(Data records)
/---
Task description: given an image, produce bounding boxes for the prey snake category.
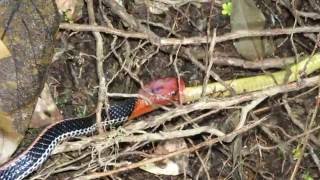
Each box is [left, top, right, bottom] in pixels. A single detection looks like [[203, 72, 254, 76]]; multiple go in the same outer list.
[[0, 78, 184, 180]]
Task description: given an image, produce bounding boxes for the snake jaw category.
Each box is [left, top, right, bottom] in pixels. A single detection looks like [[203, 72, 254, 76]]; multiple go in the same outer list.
[[129, 77, 185, 119]]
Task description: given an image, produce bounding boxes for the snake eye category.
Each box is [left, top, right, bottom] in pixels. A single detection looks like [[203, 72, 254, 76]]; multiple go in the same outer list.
[[151, 86, 163, 94]]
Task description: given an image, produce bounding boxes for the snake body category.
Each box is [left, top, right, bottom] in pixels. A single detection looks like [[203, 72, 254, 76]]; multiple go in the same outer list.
[[0, 98, 137, 180], [0, 77, 185, 180]]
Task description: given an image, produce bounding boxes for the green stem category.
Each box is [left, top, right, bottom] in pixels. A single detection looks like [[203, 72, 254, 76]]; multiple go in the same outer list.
[[183, 53, 320, 102]]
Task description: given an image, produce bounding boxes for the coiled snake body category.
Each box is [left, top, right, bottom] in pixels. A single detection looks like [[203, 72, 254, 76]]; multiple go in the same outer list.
[[0, 78, 184, 180]]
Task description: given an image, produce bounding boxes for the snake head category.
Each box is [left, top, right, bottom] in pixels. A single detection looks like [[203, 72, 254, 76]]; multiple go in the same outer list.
[[129, 77, 185, 119], [139, 77, 185, 105]]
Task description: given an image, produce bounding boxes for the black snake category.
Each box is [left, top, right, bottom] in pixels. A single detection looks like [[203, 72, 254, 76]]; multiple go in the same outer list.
[[0, 78, 184, 180]]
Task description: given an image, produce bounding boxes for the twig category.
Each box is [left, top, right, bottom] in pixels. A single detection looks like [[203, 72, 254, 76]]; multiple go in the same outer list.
[[59, 23, 320, 46], [76, 114, 268, 180], [86, 0, 106, 133], [103, 0, 160, 44], [52, 126, 225, 154], [53, 76, 320, 154], [290, 85, 320, 180]]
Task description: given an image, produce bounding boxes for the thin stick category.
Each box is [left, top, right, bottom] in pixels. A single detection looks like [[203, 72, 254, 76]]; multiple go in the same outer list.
[[86, 0, 106, 133], [75, 116, 268, 180], [59, 23, 320, 46]]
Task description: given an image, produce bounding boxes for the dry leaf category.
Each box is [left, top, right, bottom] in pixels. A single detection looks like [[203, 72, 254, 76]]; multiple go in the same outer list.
[[30, 84, 63, 128], [140, 138, 189, 176]]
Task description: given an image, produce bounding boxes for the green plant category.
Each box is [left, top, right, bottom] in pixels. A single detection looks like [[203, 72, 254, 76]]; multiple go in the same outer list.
[[292, 144, 302, 160], [221, 1, 232, 16], [302, 171, 313, 180]]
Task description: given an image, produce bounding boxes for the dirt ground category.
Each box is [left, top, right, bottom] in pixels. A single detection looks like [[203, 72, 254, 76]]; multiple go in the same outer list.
[[23, 0, 320, 180]]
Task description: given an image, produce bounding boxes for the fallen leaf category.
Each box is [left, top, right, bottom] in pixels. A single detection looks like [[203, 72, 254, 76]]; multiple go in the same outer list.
[[140, 138, 189, 176]]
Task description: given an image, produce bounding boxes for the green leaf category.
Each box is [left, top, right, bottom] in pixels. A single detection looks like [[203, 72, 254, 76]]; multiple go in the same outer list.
[[230, 0, 274, 60]]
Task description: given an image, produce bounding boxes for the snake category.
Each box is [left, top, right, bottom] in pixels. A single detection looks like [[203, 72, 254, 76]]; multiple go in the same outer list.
[[0, 53, 320, 180], [0, 77, 184, 180]]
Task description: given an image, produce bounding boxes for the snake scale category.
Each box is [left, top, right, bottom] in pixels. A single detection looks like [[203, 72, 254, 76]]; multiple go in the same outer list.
[[0, 78, 184, 180]]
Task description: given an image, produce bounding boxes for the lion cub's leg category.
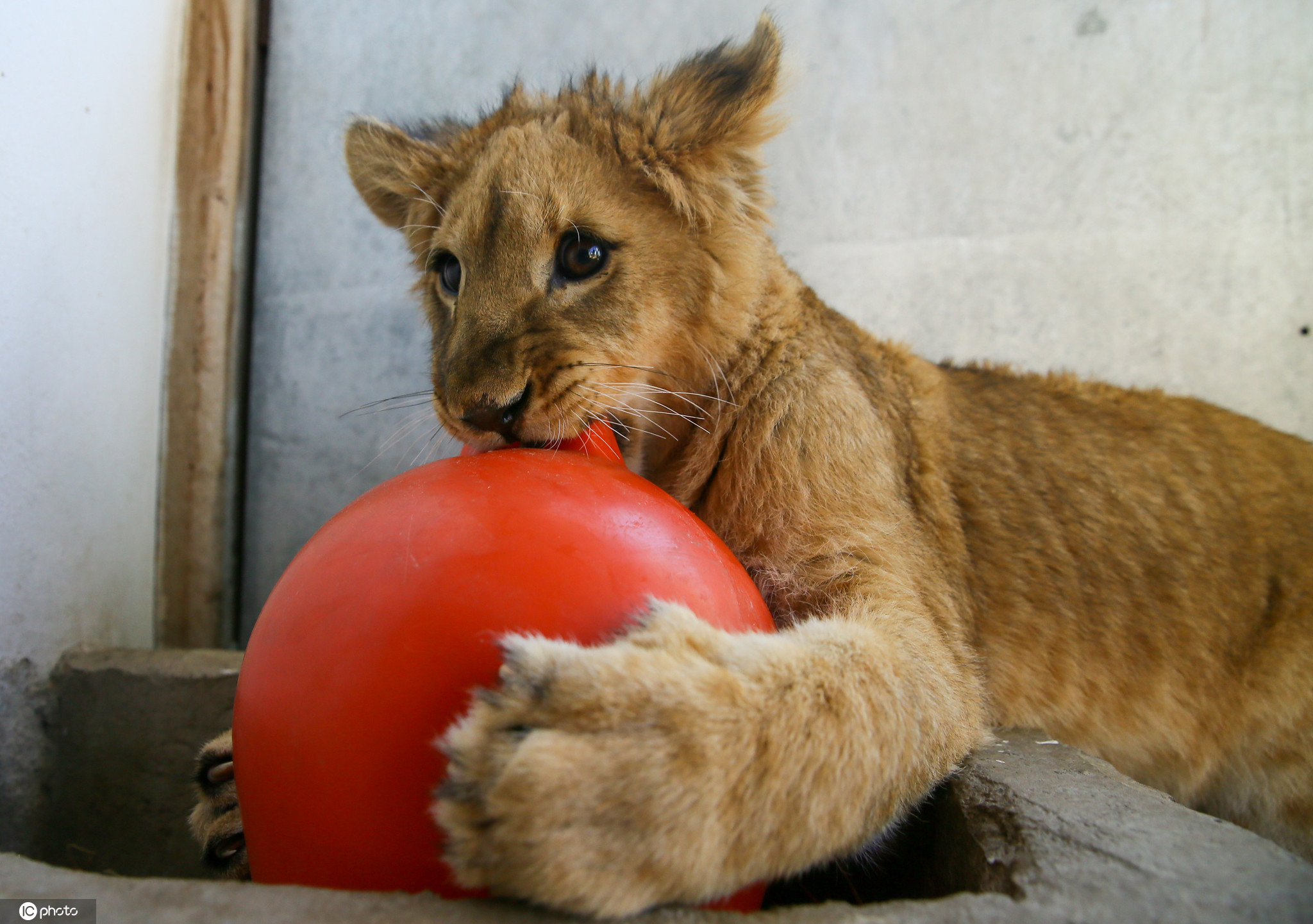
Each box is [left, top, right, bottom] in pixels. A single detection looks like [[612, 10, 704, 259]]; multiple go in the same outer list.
[[435, 603, 983, 918], [188, 731, 251, 879]]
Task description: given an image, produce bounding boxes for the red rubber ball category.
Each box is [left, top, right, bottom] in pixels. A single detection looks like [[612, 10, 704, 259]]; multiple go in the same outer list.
[[232, 433, 773, 898]]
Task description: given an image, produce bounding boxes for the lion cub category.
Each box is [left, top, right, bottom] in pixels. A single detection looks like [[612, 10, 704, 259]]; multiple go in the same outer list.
[[193, 19, 1313, 916]]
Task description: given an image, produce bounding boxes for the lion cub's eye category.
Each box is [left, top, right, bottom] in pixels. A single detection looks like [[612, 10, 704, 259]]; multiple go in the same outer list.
[[428, 251, 461, 296], [556, 231, 610, 282]]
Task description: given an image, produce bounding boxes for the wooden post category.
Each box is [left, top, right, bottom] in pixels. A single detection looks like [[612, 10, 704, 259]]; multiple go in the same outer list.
[[155, 0, 262, 647]]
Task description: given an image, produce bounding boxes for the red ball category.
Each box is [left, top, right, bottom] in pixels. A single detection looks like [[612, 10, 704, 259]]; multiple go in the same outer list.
[[232, 426, 773, 907]]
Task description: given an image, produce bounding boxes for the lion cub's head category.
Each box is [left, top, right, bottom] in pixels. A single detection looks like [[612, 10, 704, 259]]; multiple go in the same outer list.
[[347, 17, 780, 459]]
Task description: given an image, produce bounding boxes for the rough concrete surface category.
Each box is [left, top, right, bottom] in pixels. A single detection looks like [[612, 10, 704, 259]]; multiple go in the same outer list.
[[35, 648, 242, 877], [0, 666, 1313, 924]]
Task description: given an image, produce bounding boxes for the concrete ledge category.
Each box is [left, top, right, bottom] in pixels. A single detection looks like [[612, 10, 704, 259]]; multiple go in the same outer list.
[[35, 648, 242, 878], [0, 651, 1313, 924]]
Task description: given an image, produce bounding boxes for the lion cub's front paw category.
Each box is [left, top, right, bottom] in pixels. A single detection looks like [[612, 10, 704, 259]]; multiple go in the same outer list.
[[188, 731, 251, 879], [435, 604, 777, 916]]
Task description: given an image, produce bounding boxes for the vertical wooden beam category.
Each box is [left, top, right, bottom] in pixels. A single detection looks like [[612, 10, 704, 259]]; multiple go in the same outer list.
[[155, 0, 260, 647]]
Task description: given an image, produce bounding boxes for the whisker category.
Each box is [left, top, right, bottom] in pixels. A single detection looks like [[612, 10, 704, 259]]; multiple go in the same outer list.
[[580, 386, 712, 436], [337, 389, 433, 420], [591, 382, 738, 407], [411, 183, 446, 215]]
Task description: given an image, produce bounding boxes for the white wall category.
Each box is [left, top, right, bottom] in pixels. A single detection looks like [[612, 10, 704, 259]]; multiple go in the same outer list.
[[0, 0, 184, 843]]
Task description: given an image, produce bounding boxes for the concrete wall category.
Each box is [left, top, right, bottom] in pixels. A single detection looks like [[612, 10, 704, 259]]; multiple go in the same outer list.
[[243, 0, 1313, 630], [0, 0, 184, 846]]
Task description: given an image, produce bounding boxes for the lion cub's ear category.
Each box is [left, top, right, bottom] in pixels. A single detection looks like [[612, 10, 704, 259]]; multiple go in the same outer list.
[[633, 13, 783, 221], [347, 118, 452, 228], [646, 13, 783, 152]]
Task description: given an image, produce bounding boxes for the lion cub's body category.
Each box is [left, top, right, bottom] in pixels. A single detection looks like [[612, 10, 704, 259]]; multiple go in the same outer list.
[[198, 21, 1313, 915]]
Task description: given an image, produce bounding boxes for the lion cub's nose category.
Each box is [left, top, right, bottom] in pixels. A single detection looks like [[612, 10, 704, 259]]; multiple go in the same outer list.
[[461, 386, 529, 442]]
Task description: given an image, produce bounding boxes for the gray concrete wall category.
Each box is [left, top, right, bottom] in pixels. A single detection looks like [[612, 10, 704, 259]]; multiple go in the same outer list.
[[243, 0, 1313, 637]]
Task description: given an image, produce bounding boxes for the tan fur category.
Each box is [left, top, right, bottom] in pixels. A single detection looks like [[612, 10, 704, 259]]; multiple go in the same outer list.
[[192, 19, 1313, 915]]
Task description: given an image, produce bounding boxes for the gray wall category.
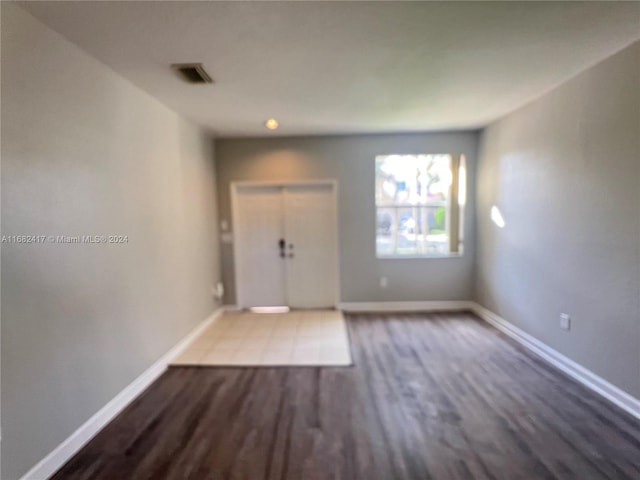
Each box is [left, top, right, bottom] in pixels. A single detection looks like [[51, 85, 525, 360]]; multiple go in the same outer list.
[[476, 43, 640, 397], [216, 132, 477, 304], [1, 2, 219, 480]]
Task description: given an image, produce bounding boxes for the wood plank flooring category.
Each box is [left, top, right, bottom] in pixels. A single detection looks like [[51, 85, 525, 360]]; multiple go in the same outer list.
[[54, 313, 640, 480]]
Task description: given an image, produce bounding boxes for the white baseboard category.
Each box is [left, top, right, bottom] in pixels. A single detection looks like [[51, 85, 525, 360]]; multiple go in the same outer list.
[[20, 308, 224, 480], [469, 302, 640, 419], [338, 300, 473, 312]]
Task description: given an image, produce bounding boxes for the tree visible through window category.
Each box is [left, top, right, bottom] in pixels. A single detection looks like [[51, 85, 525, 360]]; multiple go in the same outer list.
[[376, 154, 466, 257]]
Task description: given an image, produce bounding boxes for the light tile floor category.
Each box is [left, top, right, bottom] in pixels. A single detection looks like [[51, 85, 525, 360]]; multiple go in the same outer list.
[[172, 310, 351, 367]]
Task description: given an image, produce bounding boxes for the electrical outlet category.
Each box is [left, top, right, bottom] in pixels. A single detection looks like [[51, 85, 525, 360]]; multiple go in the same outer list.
[[211, 282, 224, 300]]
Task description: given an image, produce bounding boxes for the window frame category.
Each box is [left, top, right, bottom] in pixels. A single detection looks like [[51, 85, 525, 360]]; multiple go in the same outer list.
[[374, 153, 467, 260]]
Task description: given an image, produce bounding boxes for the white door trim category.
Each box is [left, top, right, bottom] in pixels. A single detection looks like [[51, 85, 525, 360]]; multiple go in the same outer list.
[[229, 179, 340, 309]]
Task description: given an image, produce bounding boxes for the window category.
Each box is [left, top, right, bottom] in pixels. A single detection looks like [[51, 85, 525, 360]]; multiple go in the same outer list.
[[376, 154, 466, 257]]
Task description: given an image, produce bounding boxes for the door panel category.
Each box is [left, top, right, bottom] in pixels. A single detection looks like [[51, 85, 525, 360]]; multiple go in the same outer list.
[[283, 185, 337, 308], [235, 187, 287, 307]]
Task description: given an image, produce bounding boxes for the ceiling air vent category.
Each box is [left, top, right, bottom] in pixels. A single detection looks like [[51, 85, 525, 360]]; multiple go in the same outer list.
[[171, 63, 213, 83]]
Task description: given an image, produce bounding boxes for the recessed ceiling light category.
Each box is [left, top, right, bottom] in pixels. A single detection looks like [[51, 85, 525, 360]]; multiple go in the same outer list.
[[264, 118, 280, 130]]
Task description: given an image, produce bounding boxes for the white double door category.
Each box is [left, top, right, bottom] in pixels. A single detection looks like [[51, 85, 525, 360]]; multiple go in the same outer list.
[[234, 183, 337, 308]]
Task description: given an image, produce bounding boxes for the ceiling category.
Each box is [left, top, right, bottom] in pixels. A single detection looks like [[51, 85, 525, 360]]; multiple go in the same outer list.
[[21, 1, 640, 137]]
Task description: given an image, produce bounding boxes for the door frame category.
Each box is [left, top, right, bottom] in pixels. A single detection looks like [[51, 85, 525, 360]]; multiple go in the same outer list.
[[229, 179, 340, 309]]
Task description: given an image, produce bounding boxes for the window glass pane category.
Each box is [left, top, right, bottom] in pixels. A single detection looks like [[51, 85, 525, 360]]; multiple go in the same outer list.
[[375, 154, 464, 256], [376, 208, 395, 255]]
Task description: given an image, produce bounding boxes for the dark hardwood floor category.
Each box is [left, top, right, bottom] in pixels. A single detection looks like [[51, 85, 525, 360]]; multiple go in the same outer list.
[[54, 313, 640, 480]]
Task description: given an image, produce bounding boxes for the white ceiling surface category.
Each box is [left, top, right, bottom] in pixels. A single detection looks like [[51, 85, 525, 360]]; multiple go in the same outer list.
[[21, 2, 640, 137]]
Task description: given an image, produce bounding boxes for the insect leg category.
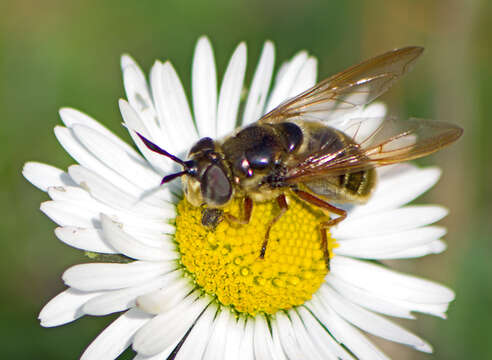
\---
◆ **WRITTEN TASK**
Lay out as a numbered list the lines above, from the line containing "white wall category." up to and including the line containing "[[192, 19, 1313, 915]]", omitting any blank lines.

◆ **EXERCISE RESULT**
1. Task description: given an image, produce bounding boxes for the white wall category.
2. Each box is [left, top, right, bottom] in pixels. A single detection looks like [[612, 10, 704, 259]]; multiple go in the same outer list.
3. [[0, 0, 184, 843]]
4. Task description: given an image, produce bounding boxes for the concrete wall category.
5. Each box is [left, top, right, bottom] in pixels. A single detection looks like [[612, 10, 704, 259]]; multiple go in the same outer list.
6. [[243, 0, 1313, 630], [0, 0, 184, 846]]
7. Task description: given an image, produce bounding boxes for the lion cub's ear category.
8. Each box is [left, top, right, bottom] in pixels. A single detection looks like [[612, 10, 704, 259]]; multiple go in the same outer list.
9. [[633, 13, 783, 221], [347, 118, 452, 228], [646, 13, 783, 152]]
10. Task description: given an image, produce bounding boxes for the lion cub's body category.
11. Each box is [left, top, right, bottom] in pixels. A single detection looks like [[612, 10, 704, 259]]; multiple go in the same outer list.
12. [[198, 21, 1313, 915]]
13. Task description: given an image, produce bounding boxes for the lion cub's nose category.
14. Each box is [left, top, right, bottom] in pixels. A single detection looks like [[612, 10, 704, 259]]; multiple go in the same outer list.
15. [[461, 386, 529, 442]]
16. Task description: given an image, produce bounding boxes for the gray concrete wall category.
17. Each box is [left, top, right, bottom] in pixels. A single detection looks like [[612, 10, 704, 259]]; multiple go in the same outer list.
18. [[243, 0, 1313, 637]]
19. Task description: given an image, produce bounding boxes for the tan fur category.
20. Each box is [left, top, right, bottom] in pixels. A single detection looks like [[612, 10, 704, 259]]; multiple go in the same outer list.
21. [[192, 19, 1313, 915]]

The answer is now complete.